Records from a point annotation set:
------------------------------------------------------------------------
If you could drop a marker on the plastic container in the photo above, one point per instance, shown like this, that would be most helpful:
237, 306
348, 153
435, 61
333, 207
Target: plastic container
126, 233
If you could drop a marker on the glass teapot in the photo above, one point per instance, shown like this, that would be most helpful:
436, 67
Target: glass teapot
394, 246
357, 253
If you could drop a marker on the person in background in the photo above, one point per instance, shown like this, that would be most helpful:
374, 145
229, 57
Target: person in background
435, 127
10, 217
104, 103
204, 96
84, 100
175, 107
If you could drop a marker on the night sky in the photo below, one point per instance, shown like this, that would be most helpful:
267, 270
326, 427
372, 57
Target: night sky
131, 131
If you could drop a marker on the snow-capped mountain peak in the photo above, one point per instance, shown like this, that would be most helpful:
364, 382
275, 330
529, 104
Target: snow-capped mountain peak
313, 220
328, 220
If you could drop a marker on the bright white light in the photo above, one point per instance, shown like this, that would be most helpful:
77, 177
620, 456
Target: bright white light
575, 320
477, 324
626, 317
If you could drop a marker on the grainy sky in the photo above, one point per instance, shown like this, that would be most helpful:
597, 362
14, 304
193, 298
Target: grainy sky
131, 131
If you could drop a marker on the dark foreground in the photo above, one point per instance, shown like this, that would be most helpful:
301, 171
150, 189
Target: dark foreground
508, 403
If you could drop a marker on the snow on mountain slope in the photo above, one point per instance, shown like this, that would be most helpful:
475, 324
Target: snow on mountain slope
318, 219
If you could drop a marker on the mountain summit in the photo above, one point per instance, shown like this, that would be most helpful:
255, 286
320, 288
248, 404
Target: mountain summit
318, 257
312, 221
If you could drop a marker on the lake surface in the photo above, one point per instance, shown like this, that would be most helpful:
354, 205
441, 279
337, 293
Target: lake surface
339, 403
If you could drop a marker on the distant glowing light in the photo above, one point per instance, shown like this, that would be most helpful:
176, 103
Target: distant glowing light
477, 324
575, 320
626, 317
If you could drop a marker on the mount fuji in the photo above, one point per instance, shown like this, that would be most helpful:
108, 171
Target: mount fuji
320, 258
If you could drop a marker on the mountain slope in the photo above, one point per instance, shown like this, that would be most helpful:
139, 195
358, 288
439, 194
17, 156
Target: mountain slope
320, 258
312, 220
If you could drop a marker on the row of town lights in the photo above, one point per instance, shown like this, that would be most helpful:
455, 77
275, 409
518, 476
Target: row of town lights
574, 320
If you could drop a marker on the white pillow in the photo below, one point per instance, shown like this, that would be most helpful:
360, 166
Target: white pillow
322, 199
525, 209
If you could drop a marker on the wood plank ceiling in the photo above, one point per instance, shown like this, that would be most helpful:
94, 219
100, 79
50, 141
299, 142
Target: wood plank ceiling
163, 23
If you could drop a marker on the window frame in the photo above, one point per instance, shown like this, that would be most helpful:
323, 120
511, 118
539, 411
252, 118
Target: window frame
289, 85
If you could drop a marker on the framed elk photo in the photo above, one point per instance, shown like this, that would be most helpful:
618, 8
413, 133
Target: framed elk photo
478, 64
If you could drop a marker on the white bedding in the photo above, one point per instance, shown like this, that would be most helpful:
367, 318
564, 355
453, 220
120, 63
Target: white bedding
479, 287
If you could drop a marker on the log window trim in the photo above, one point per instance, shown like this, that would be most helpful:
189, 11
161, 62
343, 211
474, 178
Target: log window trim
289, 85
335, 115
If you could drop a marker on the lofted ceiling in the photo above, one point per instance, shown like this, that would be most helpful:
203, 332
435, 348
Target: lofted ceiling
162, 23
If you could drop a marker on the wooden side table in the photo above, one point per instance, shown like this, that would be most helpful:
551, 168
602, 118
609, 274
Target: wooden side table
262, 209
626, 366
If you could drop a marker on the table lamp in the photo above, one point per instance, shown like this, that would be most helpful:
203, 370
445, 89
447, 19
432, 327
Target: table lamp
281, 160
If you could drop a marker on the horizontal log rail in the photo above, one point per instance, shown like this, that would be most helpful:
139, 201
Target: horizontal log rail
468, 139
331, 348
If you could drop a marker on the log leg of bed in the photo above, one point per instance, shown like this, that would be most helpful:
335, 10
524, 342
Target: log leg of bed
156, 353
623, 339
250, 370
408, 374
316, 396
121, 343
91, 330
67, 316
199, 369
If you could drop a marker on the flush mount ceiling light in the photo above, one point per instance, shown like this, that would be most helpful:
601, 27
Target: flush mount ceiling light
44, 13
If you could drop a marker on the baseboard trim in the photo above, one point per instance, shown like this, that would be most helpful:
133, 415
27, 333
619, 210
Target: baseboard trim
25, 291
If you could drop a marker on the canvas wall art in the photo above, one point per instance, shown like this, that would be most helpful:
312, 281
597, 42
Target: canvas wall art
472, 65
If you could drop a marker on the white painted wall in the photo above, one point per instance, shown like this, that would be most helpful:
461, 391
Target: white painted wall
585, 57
------------------------------------------------------------------------
> Work to be completed
Please copy out the records from the line holding "If you could drop a marker on the log leg" through the end of the records, inclusive, adding 150 to every coordinate in the answers and leaving all other lines unchanged.

> Output below
If you could drop a marker on the log leg of bed in the photo above, one point per instance, shown like this, that would be most helpful:
335, 10
524, 342
Target: log leg of bed
306, 503
773, 489
400, 520
558, 524
466, 546
271, 493
241, 480
217, 466
349, 519
If you could drop a marker on the flush mount ceiling light in the photo above, one point per instance, shown like this, that would be most helpful:
601, 27
Target: flush mount ceiling light
194, 163
If you could drop a marker on the baseboard trim in the photo above, one point per instance, shown like this, that would be most helpful:
133, 415
27, 333
619, 210
Target: baseboard trim
175, 441
If you could drop a marker on the canvas wall art in the photo above, one point per instance, shown like this, that would be most helpful:
312, 281
597, 42
Target: canvas wall art
622, 215
If you could drop a marker on the white painted wall in the photo above, one point per instance, shown like this, that would be most helpful:
461, 391
Target: white painted wall
735, 207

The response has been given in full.